* EXERCICE PROPOSÉ A *
Selon l'extrait, à quelle date la requête a-t-elle été déposée au greffe du tribunal administratif ?

Vu la requête inscrite sous le numéro 12862 du rôle et déposée au greffe du tribunal administratif le 5 février 2001 par Me Marc BOEVER, avocat à la Cour, inscrite au tableau de l'Ordre des Avocats à Luxembourg au nom de Monsieur … BAHOVIC, né le … à Ivanje/ Bijelo Polje (Monténégro), et de son épouse … …-BAHOVIC, née le … à Kamine/ Bijelo Polje, ainsi que de leurs enfants mineurs …, née le 25 juillet 1987, …, née le 8 juillet 1988, …, née le 11 juin 1992 et …, né le 28 janvier 1994, tous de nationalité yougoslave, demeurant actuellement à L-…, tendant à la réformation d'une décision du ministre de la Justice du 3 octobre 2000, notifiée le 26 novembre 2000, confirmée sur recours gracieux par une décision du 2 janvier 2001, notifiée le 5 janvier 2001, qui a refusé de faire droit à leur demande en reconnaissance du statut de réfugié politique.

[Enregistrements de cadres étiquetés]
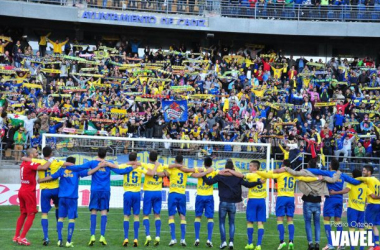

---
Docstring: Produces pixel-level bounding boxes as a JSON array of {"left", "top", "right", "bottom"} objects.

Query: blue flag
[{"left": 162, "top": 101, "right": 188, "bottom": 122}]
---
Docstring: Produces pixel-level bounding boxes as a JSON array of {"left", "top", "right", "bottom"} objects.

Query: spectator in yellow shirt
[
  {"left": 47, "top": 38, "right": 69, "bottom": 54},
  {"left": 0, "top": 40, "right": 9, "bottom": 54}
]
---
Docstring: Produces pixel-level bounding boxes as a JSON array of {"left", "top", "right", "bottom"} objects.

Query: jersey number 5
[
  {"left": 177, "top": 173, "right": 183, "bottom": 184},
  {"left": 127, "top": 172, "right": 138, "bottom": 183},
  {"left": 284, "top": 177, "right": 294, "bottom": 188}
]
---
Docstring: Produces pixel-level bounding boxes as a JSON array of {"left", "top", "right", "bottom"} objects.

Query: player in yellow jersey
[
  {"left": 119, "top": 152, "right": 163, "bottom": 247},
  {"left": 22, "top": 146, "right": 73, "bottom": 246},
  {"left": 192, "top": 157, "right": 218, "bottom": 247},
  {"left": 330, "top": 169, "right": 380, "bottom": 250},
  {"left": 357, "top": 165, "right": 380, "bottom": 250},
  {"left": 256, "top": 160, "right": 318, "bottom": 250},
  {"left": 167, "top": 155, "right": 214, "bottom": 246},
  {"left": 229, "top": 160, "right": 267, "bottom": 250},
  {"left": 131, "top": 151, "right": 182, "bottom": 246}
]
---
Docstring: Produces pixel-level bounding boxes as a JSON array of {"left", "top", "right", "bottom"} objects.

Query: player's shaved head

* EXERCICE PROPOSÉ B *
Veuillez mettre toutes les lignes des enregistrements ci-dessus dans un tableau Markdown à deux colonnes, « N° » pour le numéro de ligne et « Texte » pour la ligne. Omettez les lignes vides et les images.

* RÉPONSE FINALE A *
Le 5 février 2001.

* RÉPONSE FINALE B *
| N° | Texte |
|---|---|
| 1 | --- |
| 2 | Docstring: Produces pixel-level bounding boxes as a JSON array of {"left", "top", "right", "bottom"} objects. |
| 3 | Query: blue flag |
| 4 | [{"left": 162, "top": 101, "right": 188, "bottom": 122}] |
| 5 | --- |
| 6 | Docstring: Produces pixel-level bounding boxes as a JSON array of {"left", "top", "right", "bottom"} objects. |
| 7 | Query: spectator in yellow shirt |
| 8 | [ |
| 9 |   {"left": 47, "top": 38, "right": 69, "bottom": 54}, |
| 10 |   {"left": 0, "top": 40, "right": 9, "bottom": 54} |
| 11 | ] |
| 12 | --- |
| 13 | Docstring: Produces pixel-level bounding boxes as a JSON array of {"left", "top", "right", "bottom"} objects. |
| 14 | Query: jersey number 5 |
| 15 | [ |
| 16 |   {"left": 177, "top": 173, "right": 183, "bottom": 184}, |
| 17 |   {"left": 127, "top": 172, "right": 138, "bottom": 183}, |
| 18 |   {"left": 284, "top": 177, "right": 294, "bottom": 188} |
| 19 | ] |
| 20 | --- |
| 21 | Docstring: Produces pixel-level bounding boxes as a JSON array of {"left", "top", "right", "bottom"} objects. |
| 22 | Query: player in yellow jersey |
| 23 | [ |
| 24 |   {"left": 119, "top": 152, "right": 163, "bottom": 247}, |
| 25 |   {"left": 22, "top": 146, "right": 73, "bottom": 246}, |
| 26 |   {"left": 192, "top": 157, "right": 218, "bottom": 247}, |
| 27 |   {"left": 330, "top": 169, "right": 380, "bottom": 250}, |
| 28 |   {"left": 357, "top": 165, "right": 380, "bottom": 250}, |
| 29 |   {"left": 256, "top": 160, "right": 318, "bottom": 250}, |
| 30 |   {"left": 167, "top": 155, "right": 214, "bottom": 246}, |
| 31 |   {"left": 229, "top": 160, "right": 267, "bottom": 250}, |
| 32 |   {"left": 131, "top": 151, "right": 182, "bottom": 246} |
| 33 | ] |
| 34 | --- |
| 35 | Docstring: Produces pixel-level bounding boxes as a JSON array of {"left", "top", "right", "bottom"} objects. |
| 36 | Query: player's shaved head |